• [Challenge]:
Please give only the number of lines in the items below that contain the string "instance".

• [Data in this exercise]:
** start **
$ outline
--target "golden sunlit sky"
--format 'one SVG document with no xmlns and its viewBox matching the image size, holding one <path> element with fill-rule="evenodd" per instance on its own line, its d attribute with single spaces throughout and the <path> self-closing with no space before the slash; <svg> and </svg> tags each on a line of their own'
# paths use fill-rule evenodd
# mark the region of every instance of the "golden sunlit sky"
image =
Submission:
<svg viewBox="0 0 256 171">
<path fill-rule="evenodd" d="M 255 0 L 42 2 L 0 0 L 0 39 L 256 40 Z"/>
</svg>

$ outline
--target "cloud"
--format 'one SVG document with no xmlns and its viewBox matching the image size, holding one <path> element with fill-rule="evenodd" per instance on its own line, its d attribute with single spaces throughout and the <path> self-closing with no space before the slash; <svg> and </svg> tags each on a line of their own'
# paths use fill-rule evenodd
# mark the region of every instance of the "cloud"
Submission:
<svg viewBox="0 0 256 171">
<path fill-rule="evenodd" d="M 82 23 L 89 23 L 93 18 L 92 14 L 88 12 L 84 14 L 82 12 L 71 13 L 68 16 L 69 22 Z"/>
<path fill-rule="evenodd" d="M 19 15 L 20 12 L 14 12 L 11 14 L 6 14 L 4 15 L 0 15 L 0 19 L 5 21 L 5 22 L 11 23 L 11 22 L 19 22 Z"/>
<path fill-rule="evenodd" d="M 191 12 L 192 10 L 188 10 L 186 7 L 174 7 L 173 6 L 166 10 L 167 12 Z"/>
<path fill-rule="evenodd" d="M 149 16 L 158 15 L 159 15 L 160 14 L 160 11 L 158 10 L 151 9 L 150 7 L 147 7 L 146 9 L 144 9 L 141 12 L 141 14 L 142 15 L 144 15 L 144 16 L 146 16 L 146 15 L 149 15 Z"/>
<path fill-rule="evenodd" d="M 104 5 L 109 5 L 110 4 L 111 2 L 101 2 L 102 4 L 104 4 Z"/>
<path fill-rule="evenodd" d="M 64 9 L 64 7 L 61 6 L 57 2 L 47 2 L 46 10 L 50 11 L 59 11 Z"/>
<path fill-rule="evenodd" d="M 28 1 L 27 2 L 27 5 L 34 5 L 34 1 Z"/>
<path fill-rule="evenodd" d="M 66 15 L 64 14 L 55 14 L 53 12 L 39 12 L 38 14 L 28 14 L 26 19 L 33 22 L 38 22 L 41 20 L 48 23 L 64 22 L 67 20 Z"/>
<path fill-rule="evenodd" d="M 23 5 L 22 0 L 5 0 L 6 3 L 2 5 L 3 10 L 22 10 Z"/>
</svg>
** end **
• [Result of the task]:
4